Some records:

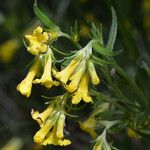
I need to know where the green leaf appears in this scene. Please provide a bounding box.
[106,7,117,51]
[92,56,115,66]
[33,0,60,32]
[93,43,123,56]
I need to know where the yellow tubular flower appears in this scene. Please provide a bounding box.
[1,137,23,150]
[32,108,71,146]
[56,113,65,138]
[42,126,71,146]
[33,50,59,88]
[53,54,82,84]
[88,61,100,85]
[25,26,49,55]
[79,117,97,138]
[31,105,54,126]
[33,119,53,144]
[66,61,85,93]
[17,58,40,97]
[72,73,92,104]
[93,142,103,150]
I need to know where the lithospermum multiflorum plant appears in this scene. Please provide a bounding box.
[17,1,150,150]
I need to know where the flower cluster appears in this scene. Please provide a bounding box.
[31,105,71,146]
[53,41,100,104]
[17,26,100,146]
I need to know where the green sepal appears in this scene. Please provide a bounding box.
[106,7,117,51]
[91,23,104,46]
[92,56,115,66]
[33,0,60,32]
[93,43,123,57]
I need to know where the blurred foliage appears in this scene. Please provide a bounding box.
[0,0,150,150]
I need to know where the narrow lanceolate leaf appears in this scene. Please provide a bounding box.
[106,7,117,51]
[92,56,115,66]
[93,43,122,56]
[33,0,60,32]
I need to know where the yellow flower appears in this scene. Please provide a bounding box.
[42,126,71,146]
[93,130,111,150]
[1,137,23,150]
[88,61,100,85]
[33,48,59,88]
[127,128,141,139]
[25,26,49,55]
[53,41,100,104]
[34,119,53,144]
[80,25,90,38]
[0,39,20,63]
[31,105,54,126]
[72,73,92,104]
[17,58,40,97]
[56,113,65,138]
[79,117,97,138]
[93,142,103,150]
[66,61,86,93]
[32,108,71,146]
[53,53,82,84]
[48,31,59,42]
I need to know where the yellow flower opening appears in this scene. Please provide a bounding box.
[25,26,49,55]
[79,117,97,139]
[31,108,71,146]
[17,58,40,97]
[56,113,65,138]
[1,137,23,150]
[31,105,54,126]
[53,41,100,104]
[34,119,53,144]
[33,48,59,88]
[72,73,92,104]
[53,53,82,84]
[66,61,86,93]
[88,61,100,85]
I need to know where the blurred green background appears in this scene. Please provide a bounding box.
[0,0,150,150]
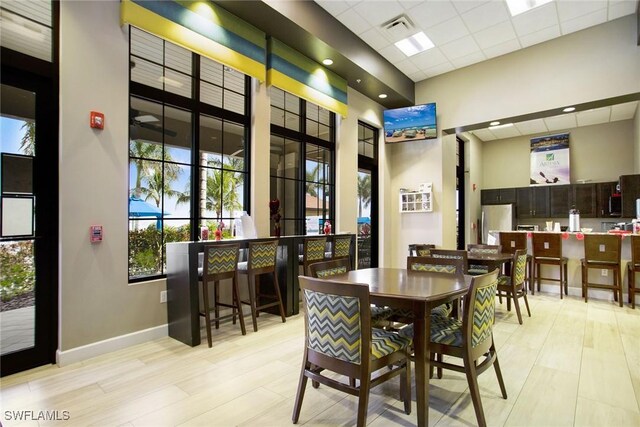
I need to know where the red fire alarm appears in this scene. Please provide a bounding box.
[89,111,104,129]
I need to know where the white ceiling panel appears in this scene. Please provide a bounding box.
[611,101,638,122]
[576,107,611,126]
[514,119,549,135]
[544,114,578,131]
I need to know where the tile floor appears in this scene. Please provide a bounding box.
[0,293,640,427]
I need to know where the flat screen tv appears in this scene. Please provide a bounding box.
[383,102,437,144]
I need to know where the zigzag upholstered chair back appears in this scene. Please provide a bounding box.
[292,276,411,426]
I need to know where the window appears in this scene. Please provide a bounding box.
[270,87,336,235]
[129,27,250,281]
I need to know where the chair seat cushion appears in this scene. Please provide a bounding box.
[371,328,413,359]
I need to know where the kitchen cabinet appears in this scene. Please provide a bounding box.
[516,186,549,218]
[480,188,516,205]
[620,175,640,218]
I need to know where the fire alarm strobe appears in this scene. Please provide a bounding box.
[89,111,104,129]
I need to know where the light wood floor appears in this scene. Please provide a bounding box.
[0,294,640,427]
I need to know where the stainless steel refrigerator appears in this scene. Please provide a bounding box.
[481,203,516,244]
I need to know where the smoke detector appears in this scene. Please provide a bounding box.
[382,15,415,42]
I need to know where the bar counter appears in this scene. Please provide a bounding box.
[167,233,356,347]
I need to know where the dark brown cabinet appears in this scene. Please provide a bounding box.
[596,182,622,218]
[480,188,516,205]
[620,175,640,218]
[516,186,549,218]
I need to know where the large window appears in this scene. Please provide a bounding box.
[129,27,250,281]
[270,87,336,235]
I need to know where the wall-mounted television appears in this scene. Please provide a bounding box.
[383,102,437,144]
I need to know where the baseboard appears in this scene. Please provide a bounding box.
[56,324,169,367]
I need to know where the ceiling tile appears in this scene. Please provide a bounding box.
[353,0,404,27]
[440,36,480,60]
[360,28,391,50]
[473,21,516,49]
[514,119,549,135]
[560,9,607,35]
[611,101,638,122]
[378,45,407,65]
[556,0,607,21]
[471,129,497,141]
[424,17,469,46]
[520,25,560,48]
[462,1,509,33]
[451,50,486,68]
[407,1,458,29]
[451,0,487,14]
[483,39,521,58]
[489,126,520,139]
[336,9,371,34]
[393,58,420,75]
[422,62,454,77]
[544,113,577,131]
[411,47,448,68]
[608,0,637,21]
[316,0,350,16]
[576,107,611,126]
[511,2,558,36]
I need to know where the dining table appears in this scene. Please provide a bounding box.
[335,268,471,427]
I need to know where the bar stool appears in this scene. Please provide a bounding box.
[500,231,536,295]
[199,243,247,347]
[300,236,327,276]
[238,240,286,332]
[532,233,569,299]
[627,235,640,309]
[581,234,622,307]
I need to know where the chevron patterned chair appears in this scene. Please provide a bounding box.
[291,276,412,426]
[199,243,247,347]
[400,269,507,427]
[467,243,502,276]
[498,249,531,325]
[238,240,286,332]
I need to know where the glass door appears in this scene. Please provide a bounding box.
[0,67,58,376]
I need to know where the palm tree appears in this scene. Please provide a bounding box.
[358,174,371,216]
[20,121,36,156]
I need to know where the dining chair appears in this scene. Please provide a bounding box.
[580,233,623,307]
[499,231,536,295]
[198,243,247,347]
[498,249,531,325]
[400,269,507,427]
[291,276,412,427]
[627,235,640,309]
[467,243,502,276]
[238,240,286,332]
[531,232,569,299]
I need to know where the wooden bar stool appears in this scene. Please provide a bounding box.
[581,234,622,307]
[238,240,286,332]
[500,231,536,295]
[532,233,569,299]
[199,243,247,347]
[627,236,640,309]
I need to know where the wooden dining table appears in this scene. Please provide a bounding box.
[335,268,470,427]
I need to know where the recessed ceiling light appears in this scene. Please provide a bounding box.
[395,31,435,56]
[507,0,551,16]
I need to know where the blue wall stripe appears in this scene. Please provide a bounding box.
[267,53,347,104]
[132,0,266,64]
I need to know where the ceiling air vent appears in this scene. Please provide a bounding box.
[382,15,414,42]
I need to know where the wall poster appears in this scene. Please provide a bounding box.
[529,133,571,185]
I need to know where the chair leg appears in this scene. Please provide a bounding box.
[202,280,213,348]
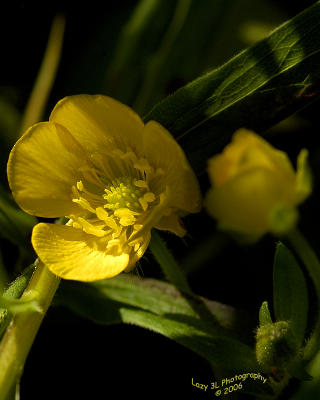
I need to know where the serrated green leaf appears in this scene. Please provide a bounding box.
[56,275,258,370]
[145,1,320,171]
[120,308,259,371]
[259,301,272,326]
[273,243,308,343]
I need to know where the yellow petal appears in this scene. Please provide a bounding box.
[50,94,143,153]
[154,213,186,237]
[205,168,294,235]
[142,121,201,212]
[208,129,295,186]
[32,223,129,282]
[8,122,86,218]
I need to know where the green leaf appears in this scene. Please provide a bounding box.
[259,301,272,326]
[103,0,234,113]
[273,242,308,344]
[56,275,258,370]
[145,1,320,171]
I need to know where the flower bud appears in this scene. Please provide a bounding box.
[205,129,311,239]
[256,321,298,371]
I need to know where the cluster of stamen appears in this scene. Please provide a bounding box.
[68,147,159,251]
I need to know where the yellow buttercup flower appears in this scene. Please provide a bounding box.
[205,129,311,239]
[8,95,201,281]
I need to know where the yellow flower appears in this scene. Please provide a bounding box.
[205,129,311,239]
[8,95,201,281]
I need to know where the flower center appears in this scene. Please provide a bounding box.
[103,177,155,213]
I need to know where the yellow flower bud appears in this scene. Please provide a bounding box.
[205,129,311,239]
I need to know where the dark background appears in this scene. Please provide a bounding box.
[0,0,319,400]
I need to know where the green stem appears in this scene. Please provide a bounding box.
[149,229,219,332]
[287,229,320,361]
[0,262,60,400]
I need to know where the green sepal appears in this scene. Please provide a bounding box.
[259,301,272,326]
[273,242,308,344]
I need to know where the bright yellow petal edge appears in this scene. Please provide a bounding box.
[8,95,201,281]
[205,129,312,241]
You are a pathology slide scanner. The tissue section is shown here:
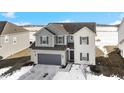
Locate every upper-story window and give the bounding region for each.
[40,36,49,44]
[80,37,89,45]
[13,37,17,44]
[68,35,74,43]
[4,36,9,43]
[56,36,64,44]
[80,53,89,61]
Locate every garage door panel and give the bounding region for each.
[38,54,61,65]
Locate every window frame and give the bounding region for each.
[80,53,89,61]
[80,36,89,45]
[55,35,65,45]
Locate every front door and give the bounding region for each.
[70,50,74,62]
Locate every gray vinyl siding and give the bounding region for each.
[35,30,54,47]
[0,32,30,58]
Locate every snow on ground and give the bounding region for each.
[53,65,120,80]
[0,66,33,80]
[98,45,108,57]
[53,65,85,80]
[0,67,11,76]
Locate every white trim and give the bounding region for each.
[68,49,74,61]
[55,35,66,45]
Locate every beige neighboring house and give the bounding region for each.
[31,22,96,65]
[0,21,30,58]
[118,19,124,57]
[21,25,44,43]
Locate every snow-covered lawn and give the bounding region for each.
[0,66,33,80]
[0,67,11,76]
[53,65,120,80]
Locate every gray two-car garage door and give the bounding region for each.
[38,54,61,65]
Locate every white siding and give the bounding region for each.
[118,19,124,57]
[35,29,54,47]
[31,50,66,65]
[74,27,95,65]
[0,32,30,58]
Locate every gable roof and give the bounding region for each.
[47,22,96,34]
[0,21,7,35]
[0,21,28,35]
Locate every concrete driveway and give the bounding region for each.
[19,64,60,80]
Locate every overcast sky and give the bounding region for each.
[0,12,124,25]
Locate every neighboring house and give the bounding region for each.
[0,21,30,58]
[118,19,124,57]
[96,24,119,46]
[31,23,96,65]
[21,25,44,43]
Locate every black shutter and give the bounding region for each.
[87,37,89,45]
[80,37,82,45]
[87,53,89,61]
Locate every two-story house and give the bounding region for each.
[0,21,30,58]
[118,19,124,57]
[31,23,96,65]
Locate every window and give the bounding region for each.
[5,36,9,43]
[68,35,74,43]
[56,36,64,44]
[40,36,49,44]
[80,37,89,45]
[13,37,17,44]
[80,53,89,61]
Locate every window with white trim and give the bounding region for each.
[4,36,9,43]
[13,37,17,45]
[56,36,64,44]
[80,37,89,45]
[68,35,74,43]
[40,36,49,44]
[80,53,89,61]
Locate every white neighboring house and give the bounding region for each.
[96,24,119,46]
[31,22,96,65]
[118,19,124,57]
[21,25,44,43]
[0,21,30,58]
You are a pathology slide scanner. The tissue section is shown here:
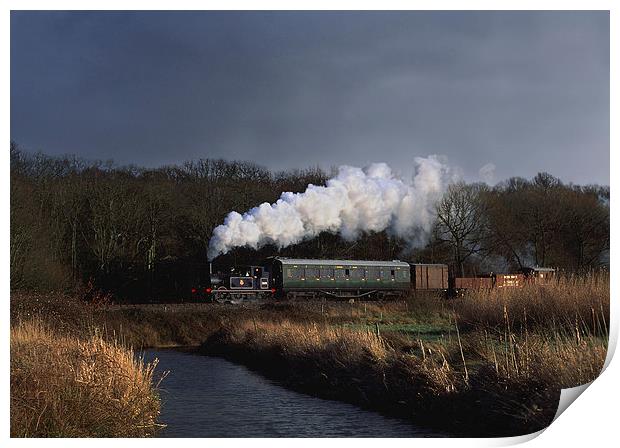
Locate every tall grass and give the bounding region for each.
[10,319,161,437]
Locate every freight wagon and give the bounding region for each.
[192,257,555,301]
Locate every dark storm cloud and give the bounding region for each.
[11,12,609,183]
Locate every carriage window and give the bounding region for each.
[321,269,334,279]
[306,268,319,280]
[351,268,364,280]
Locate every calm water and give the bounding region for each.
[144,350,434,437]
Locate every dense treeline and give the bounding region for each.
[10,142,609,298]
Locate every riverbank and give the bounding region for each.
[11,319,162,437]
[12,275,609,436]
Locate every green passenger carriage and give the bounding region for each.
[271,257,411,298]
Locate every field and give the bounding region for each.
[11,274,609,436]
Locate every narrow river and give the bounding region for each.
[144,349,436,437]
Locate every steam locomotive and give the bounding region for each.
[192,257,555,301]
[192,257,448,301]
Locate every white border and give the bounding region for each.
[0,0,620,448]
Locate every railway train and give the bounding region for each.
[192,257,554,301]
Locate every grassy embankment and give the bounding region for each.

▶ **What is needed**
Reproduce the lines of the listing verbatim, from the line holding "I need to know where the smoke" through the line holding "[0,67,58,376]", inclusive.

▶ **Solved problem**
I need to know where the smoke detector appears in this scene. Please provide a bounding box.
[382,15,415,42]
I need to know where the bar counter appears in this scene. Please provide a bounding box.
[167,233,356,347]
I need to know where the dark brown cabinet appears in this scene. Please provide a bounding box.
[596,182,622,218]
[480,188,516,205]
[620,175,640,218]
[516,186,549,218]
I need to know where the large window appears in this scene. Please provide a bounding box.
[129,27,250,281]
[270,87,336,235]
I need to know where the wall-mounted television appears in this scene. Please provide a bounding box.
[383,102,437,144]
I need to know where the baseboard appears in this scene. Please provide a bounding box.
[56,324,169,367]
I need to know where the ceiling tile appears in this scene. Please provide a bounding box.
[353,0,404,27]
[440,36,480,60]
[360,28,391,50]
[473,21,516,49]
[514,119,549,135]
[560,9,607,35]
[611,101,638,122]
[378,45,407,65]
[556,0,607,21]
[471,129,497,141]
[424,17,469,46]
[520,25,560,48]
[462,1,509,33]
[451,50,486,68]
[407,1,458,29]
[451,0,487,14]
[483,39,521,58]
[489,126,520,139]
[336,9,371,34]
[393,58,420,75]
[422,62,454,77]
[544,113,577,131]
[411,47,448,68]
[608,0,637,21]
[316,0,350,16]
[576,107,611,126]
[511,2,558,36]
I need to know where the dining table appears in this scene. Please provide a bounding box.
[335,268,471,427]
I need to know where the bar stool appears in this scene. Please provide a bounding box.
[500,231,536,295]
[199,243,247,347]
[300,236,327,276]
[238,240,286,332]
[532,233,569,299]
[627,235,640,309]
[581,234,622,307]
I need to know where the chevron patterned chair appears in this scene. Please provide a bounding box.
[291,276,412,426]
[199,243,247,347]
[400,269,507,427]
[467,243,502,276]
[498,249,531,325]
[238,240,286,332]
I need to know where the glass door appears in this scene. Please provide a bounding box.
[0,67,58,376]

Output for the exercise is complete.